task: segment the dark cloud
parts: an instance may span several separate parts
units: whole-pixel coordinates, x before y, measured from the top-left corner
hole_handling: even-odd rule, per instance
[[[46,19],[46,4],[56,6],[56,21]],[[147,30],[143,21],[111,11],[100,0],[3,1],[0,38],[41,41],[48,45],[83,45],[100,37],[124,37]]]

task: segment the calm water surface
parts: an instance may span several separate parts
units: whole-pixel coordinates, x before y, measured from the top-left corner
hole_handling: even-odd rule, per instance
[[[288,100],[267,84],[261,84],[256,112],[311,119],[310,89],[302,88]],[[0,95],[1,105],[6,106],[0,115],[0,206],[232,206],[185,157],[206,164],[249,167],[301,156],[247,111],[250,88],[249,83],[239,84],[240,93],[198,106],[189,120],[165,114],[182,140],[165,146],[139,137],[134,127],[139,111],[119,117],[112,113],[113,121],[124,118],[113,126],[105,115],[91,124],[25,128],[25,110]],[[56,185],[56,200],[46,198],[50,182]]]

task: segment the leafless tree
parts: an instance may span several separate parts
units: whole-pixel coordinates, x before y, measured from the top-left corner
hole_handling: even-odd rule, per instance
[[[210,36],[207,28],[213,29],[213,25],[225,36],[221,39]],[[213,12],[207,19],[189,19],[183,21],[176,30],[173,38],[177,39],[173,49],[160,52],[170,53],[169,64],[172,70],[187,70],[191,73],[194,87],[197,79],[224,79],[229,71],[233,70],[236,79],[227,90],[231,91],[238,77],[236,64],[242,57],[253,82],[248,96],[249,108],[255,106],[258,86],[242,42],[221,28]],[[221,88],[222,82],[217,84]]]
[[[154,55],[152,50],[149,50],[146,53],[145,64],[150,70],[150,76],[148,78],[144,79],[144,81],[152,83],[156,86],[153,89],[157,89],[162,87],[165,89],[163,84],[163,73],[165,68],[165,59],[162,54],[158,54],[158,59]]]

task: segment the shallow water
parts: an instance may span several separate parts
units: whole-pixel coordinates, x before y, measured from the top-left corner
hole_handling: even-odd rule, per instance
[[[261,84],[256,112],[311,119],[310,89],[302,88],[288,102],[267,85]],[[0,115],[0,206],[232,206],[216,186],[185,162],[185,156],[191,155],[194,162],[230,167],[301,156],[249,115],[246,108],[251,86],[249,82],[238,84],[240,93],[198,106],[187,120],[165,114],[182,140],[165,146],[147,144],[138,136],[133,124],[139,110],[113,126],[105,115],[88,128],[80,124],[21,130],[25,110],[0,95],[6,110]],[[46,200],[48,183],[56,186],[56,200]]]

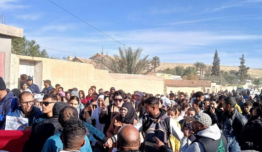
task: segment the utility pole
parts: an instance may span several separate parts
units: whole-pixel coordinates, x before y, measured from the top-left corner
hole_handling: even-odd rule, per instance
[[[103,52],[103,46],[102,46],[102,55],[103,55],[104,54],[104,52]]]

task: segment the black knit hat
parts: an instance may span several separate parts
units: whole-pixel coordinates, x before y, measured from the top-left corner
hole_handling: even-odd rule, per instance
[[[62,101],[57,102],[55,103],[53,107],[53,116],[58,118],[60,111],[64,107],[68,106],[69,105],[68,103]]]
[[[3,90],[6,88],[5,83],[4,81],[3,78],[0,77],[0,90]]]

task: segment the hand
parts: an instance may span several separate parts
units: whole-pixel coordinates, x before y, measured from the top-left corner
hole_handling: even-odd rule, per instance
[[[215,108],[214,107],[210,107],[210,110],[209,110],[210,112],[212,114],[215,113]]]
[[[32,130],[32,126],[26,126],[24,127],[24,130]]]
[[[186,127],[186,129],[185,129],[185,131],[184,132],[184,136],[188,137],[191,135],[194,134],[194,132],[192,131],[192,129],[189,128],[191,125],[191,124],[188,125]]]
[[[106,105],[105,105],[105,104],[104,104],[104,102],[102,102],[102,107],[101,109],[102,109],[103,110],[105,110],[106,109]]]
[[[152,145],[152,147],[156,148],[158,150],[159,150],[159,147],[161,146],[164,145],[165,144],[157,137],[155,137],[155,139],[156,139],[156,141],[157,142],[157,144]]]
[[[260,110],[260,108],[259,107],[255,108],[253,110],[252,113],[253,116],[260,116],[261,115],[261,110]]]
[[[90,118],[90,115],[89,115],[89,113],[88,112],[88,111],[85,111],[85,114],[83,115],[83,116],[84,116],[84,115],[85,115],[85,118],[84,118],[84,117],[83,117],[83,118],[84,118],[84,119],[89,119]]]
[[[108,138],[108,140],[105,143],[105,144],[104,145],[104,147],[108,147],[109,148],[111,148],[112,146],[112,145],[113,144],[113,141],[111,138]]]

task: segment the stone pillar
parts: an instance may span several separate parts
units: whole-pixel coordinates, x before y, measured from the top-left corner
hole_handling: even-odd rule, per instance
[[[3,77],[7,88],[10,88],[12,74],[11,41],[22,37],[23,32],[22,29],[0,24],[0,76]]]

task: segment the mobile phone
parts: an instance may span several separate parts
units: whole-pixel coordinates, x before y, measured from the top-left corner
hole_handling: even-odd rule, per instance
[[[109,105],[109,97],[108,96],[105,96],[104,98],[104,104],[107,106]]]
[[[43,98],[43,97],[44,97],[44,93],[38,93],[34,96],[34,99]]]

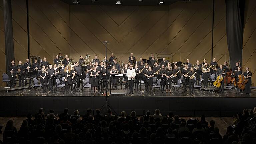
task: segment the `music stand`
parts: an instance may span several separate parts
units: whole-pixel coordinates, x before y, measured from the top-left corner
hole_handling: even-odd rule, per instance
[[[212,80],[211,78],[210,77],[208,77],[208,79],[209,79],[209,81],[210,81],[210,82],[209,82],[209,88],[210,89],[209,89],[209,91],[208,91],[208,92],[209,93],[211,91],[211,83],[212,83],[213,84],[213,81],[212,81]],[[213,92],[214,91],[214,90],[212,92],[212,93],[213,93]]]
[[[82,74],[84,74],[84,72],[86,70],[87,67],[87,66],[81,66],[81,70],[82,70]]]

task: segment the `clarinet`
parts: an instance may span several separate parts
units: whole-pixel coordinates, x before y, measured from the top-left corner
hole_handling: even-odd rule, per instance
[[[153,71],[152,71],[152,72],[151,73],[151,74],[150,74],[150,75],[149,75],[149,76],[150,76],[151,75],[152,75],[152,74],[153,73]],[[149,78],[150,78],[150,77],[149,77],[148,78],[148,80],[147,80],[147,81],[148,81],[148,80],[149,79]]]

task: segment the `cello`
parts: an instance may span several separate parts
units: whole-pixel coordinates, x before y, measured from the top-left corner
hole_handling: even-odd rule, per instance
[[[229,59],[228,59],[228,62],[227,62],[227,65],[228,65],[229,62]],[[231,75],[232,73],[232,71],[229,69],[229,72],[227,72],[227,74],[224,78],[224,83],[225,84],[229,84],[231,81],[232,78],[231,77]]]
[[[224,70],[223,71],[223,72],[222,72],[225,71],[225,69],[224,69]],[[221,81],[222,81],[223,79],[223,78],[222,76],[223,74],[222,73],[221,75],[220,76],[218,76],[218,77],[217,77],[217,80],[213,82],[213,85],[215,86],[215,87],[219,87],[221,85]]]
[[[249,75],[252,72],[250,71],[248,73],[248,75]],[[243,79],[243,78],[242,78],[242,77],[243,77],[241,76],[241,77],[242,77],[241,79],[242,79],[242,81],[241,81],[242,82],[238,84],[238,88],[240,90],[243,90],[245,88],[245,84],[246,84],[248,82],[248,79],[247,77],[245,77],[245,78],[244,77]],[[240,78],[239,77],[239,80],[240,79]]]

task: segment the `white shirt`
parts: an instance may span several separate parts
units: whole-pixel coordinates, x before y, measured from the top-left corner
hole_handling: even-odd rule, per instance
[[[127,70],[126,76],[128,77],[128,80],[131,80],[131,78],[130,77],[135,77],[136,76],[136,72],[135,72],[135,69],[129,69]],[[133,80],[134,80],[134,79],[133,79]]]

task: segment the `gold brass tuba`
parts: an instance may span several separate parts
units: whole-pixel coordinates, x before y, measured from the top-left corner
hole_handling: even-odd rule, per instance
[[[63,58],[60,58],[60,62],[59,62],[59,64],[58,64],[58,65],[57,66],[57,68],[61,66],[61,65],[62,64],[62,61],[64,60],[63,60]]]
[[[85,57],[84,59],[83,62],[81,64],[82,65],[81,66],[85,66],[86,65],[88,65],[89,64],[89,62],[90,62],[89,58],[91,56],[90,56],[90,55],[88,53],[86,53]]]

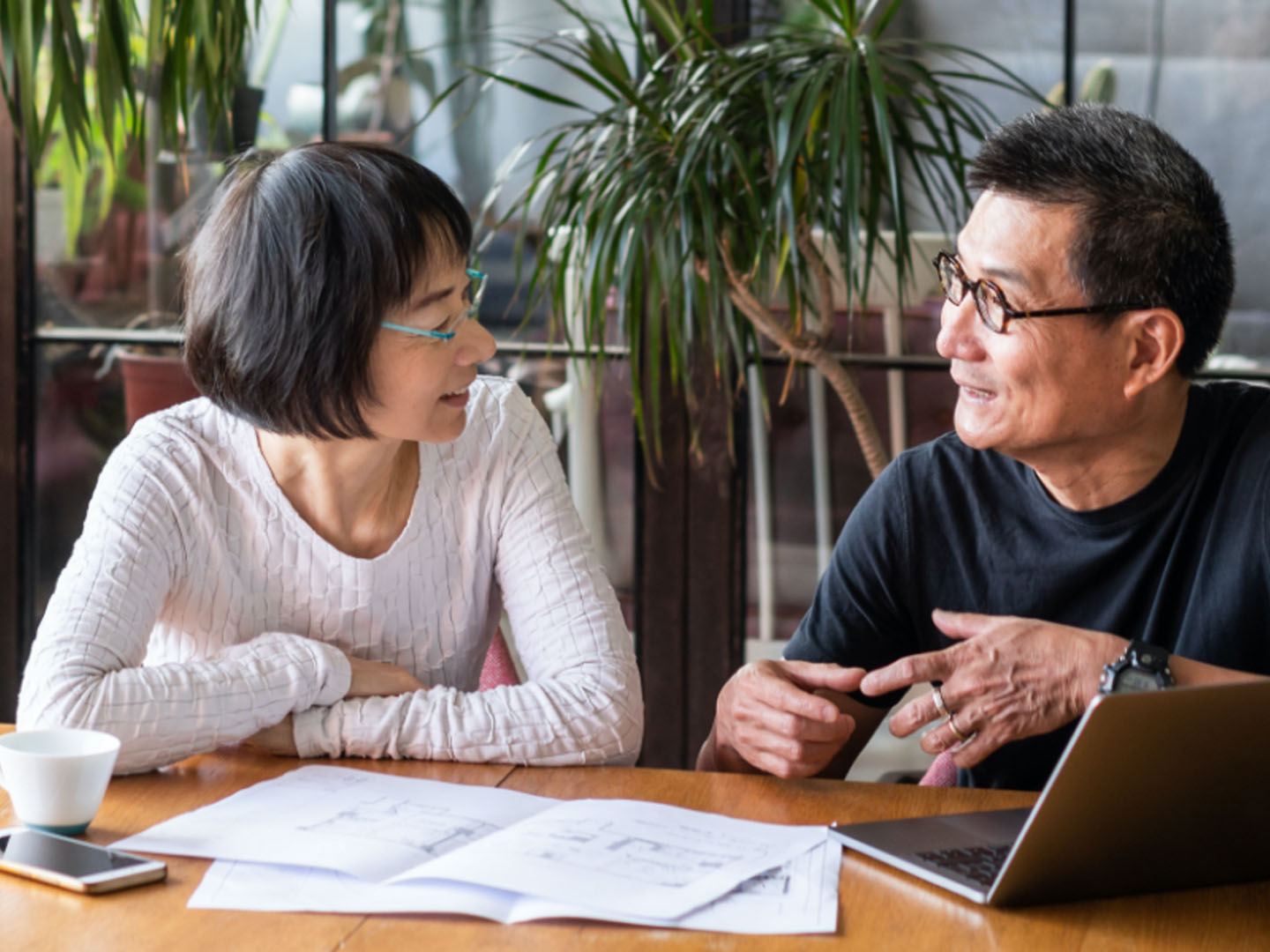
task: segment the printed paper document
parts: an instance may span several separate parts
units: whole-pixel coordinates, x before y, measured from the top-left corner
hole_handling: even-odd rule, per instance
[[[189,897],[189,906],[274,913],[452,913],[508,924],[535,919],[603,919],[655,928],[749,934],[832,933],[838,923],[841,863],[841,847],[824,842],[679,919],[597,914],[577,904],[467,883],[384,886],[329,869],[225,859],[212,863],[202,885]]]
[[[599,918],[678,919],[824,839],[823,826],[310,765],[114,845],[316,867],[376,883],[444,880]]]

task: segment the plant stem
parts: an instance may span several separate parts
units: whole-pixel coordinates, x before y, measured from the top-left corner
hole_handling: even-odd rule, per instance
[[[869,466],[869,475],[872,479],[878,479],[881,471],[886,468],[890,458],[881,442],[881,435],[878,433],[878,424],[874,421],[872,414],[869,411],[869,405],[865,402],[864,393],[860,392],[860,385],[856,383],[855,374],[829,355],[822,335],[804,334],[795,336],[791,334],[789,327],[776,319],[771,308],[754,297],[749,289],[749,281],[738,274],[732,267],[726,249],[724,249],[720,256],[723,258],[723,267],[728,273],[728,297],[733,305],[749,319],[749,322],[754,325],[754,329],[759,334],[776,344],[782,353],[812,364],[824,374],[824,380],[833,387],[833,392],[838,395],[838,400],[842,401],[842,406],[851,419],[851,428],[860,442],[860,451],[864,453],[865,463]],[[823,264],[823,259],[820,260]],[[698,263],[697,270],[702,277],[709,274],[704,263]],[[824,288],[827,287],[826,282],[822,294],[826,294]],[[822,329],[828,326],[832,311],[833,298],[826,294],[820,301]]]

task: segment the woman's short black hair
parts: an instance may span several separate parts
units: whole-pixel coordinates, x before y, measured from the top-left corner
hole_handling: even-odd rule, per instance
[[[262,429],[370,437],[380,321],[420,269],[466,261],[471,240],[450,187],[400,152],[249,152],[185,251],[185,366],[217,406]]]

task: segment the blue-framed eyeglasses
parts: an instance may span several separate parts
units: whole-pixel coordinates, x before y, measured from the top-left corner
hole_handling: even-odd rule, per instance
[[[467,303],[462,311],[460,311],[455,317],[451,317],[443,325],[444,330],[422,330],[419,327],[408,327],[404,324],[394,324],[392,321],[381,321],[381,327],[387,327],[389,330],[400,330],[404,334],[414,334],[419,338],[432,338],[433,340],[453,340],[455,334],[458,333],[458,325],[462,324],[469,317],[475,317],[476,312],[480,310],[480,300],[485,294],[485,274],[483,272],[475,270],[472,268],[467,269],[467,287],[464,288],[464,301]]]

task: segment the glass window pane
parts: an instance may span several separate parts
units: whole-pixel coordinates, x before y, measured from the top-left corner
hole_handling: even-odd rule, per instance
[[[1270,6],[1107,0],[1077,17],[1078,69],[1110,61],[1116,104],[1176,136],[1226,201],[1237,283],[1214,366],[1270,368]]]

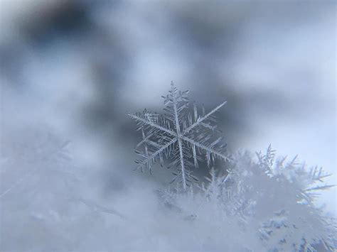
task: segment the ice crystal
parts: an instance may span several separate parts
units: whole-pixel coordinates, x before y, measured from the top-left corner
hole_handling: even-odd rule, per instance
[[[215,121],[214,114],[226,102],[207,114],[203,106],[199,114],[195,102],[193,112],[189,111],[188,94],[188,91],[178,91],[172,82],[168,94],[163,97],[166,105],[164,115],[146,109],[142,113],[129,114],[136,120],[143,138],[135,148],[141,157],[136,160],[139,165],[137,169],[144,171],[148,168],[151,173],[155,162],[159,160],[164,166],[164,158],[171,158],[168,167],[176,168],[171,182],[181,183],[184,190],[193,181],[198,181],[191,171],[198,167],[198,161],[205,160],[210,166],[215,158],[226,161],[230,158],[225,155],[226,145],[223,143],[223,137],[213,138],[216,126],[211,124]],[[143,150],[139,150],[141,146]]]

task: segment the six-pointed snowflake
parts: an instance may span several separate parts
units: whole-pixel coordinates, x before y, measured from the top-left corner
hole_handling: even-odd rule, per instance
[[[168,94],[163,97],[166,105],[164,115],[146,109],[141,113],[129,114],[136,120],[143,138],[135,148],[135,152],[141,157],[135,161],[139,165],[137,169],[144,171],[148,168],[151,173],[156,161],[159,160],[163,166],[164,158],[169,158],[173,161],[168,168],[176,168],[171,182],[181,183],[184,190],[193,180],[198,181],[191,171],[198,167],[198,160],[205,160],[210,166],[215,158],[230,160],[225,155],[226,145],[223,143],[223,137],[213,138],[216,126],[211,124],[215,121],[214,114],[226,102],[207,114],[203,106],[199,115],[196,103],[193,111],[189,111],[188,93],[178,91],[172,82]],[[142,150],[139,150],[141,147]]]

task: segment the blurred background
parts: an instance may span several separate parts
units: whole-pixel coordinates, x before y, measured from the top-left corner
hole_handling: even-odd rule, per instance
[[[127,114],[161,113],[172,80],[206,110],[228,101],[218,128],[229,152],[272,143],[280,155],[298,154],[336,174],[336,7],[333,1],[0,0],[2,158],[36,148],[43,156],[46,143],[69,141],[87,177],[79,193],[105,204],[135,185],[164,185],[169,179],[160,172],[133,171],[141,136]],[[9,214],[26,188],[18,181],[30,172],[12,167],[2,173],[0,193],[21,185],[1,199],[12,204],[1,207],[3,230],[16,226]],[[46,176],[41,188],[49,186]],[[337,184],[336,176],[328,182]],[[324,195],[336,212],[336,190]],[[5,251],[21,248],[14,245],[19,235],[1,234]]]

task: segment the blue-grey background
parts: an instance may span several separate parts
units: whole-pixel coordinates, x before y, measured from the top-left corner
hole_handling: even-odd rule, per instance
[[[137,188],[169,180],[132,170],[140,136],[127,114],[161,112],[173,80],[206,109],[228,101],[218,127],[230,152],[272,143],[279,155],[299,154],[336,174],[336,7],[333,1],[1,0],[1,158],[30,158],[41,135],[70,141],[76,172],[85,177],[78,194],[127,214],[141,205]],[[0,193],[24,180],[30,171],[19,166],[1,173]],[[31,187],[50,187],[46,176]],[[34,230],[53,237],[48,231],[61,229],[42,231],[29,222],[22,229],[20,218],[31,211],[25,182],[0,199],[1,251],[54,248],[37,245],[40,234],[22,237]],[[336,212],[336,190],[323,201]],[[82,231],[67,230],[70,237]]]

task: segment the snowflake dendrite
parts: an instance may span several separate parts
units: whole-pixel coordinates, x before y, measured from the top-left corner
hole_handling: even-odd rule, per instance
******
Given request: Rewrite the lines from the one containing "task: segment the snowflake dendrite" through the last line, replacing "separate" with "disjoint" and changing nothing else.

Answer to this exercise:
task: segment the snowflake dendrite
parts: an instance may span several disjoint parts
units: whole-pixel coordinates, x before y, measured from the top-left corner
hole_handling: even-odd rule, per instance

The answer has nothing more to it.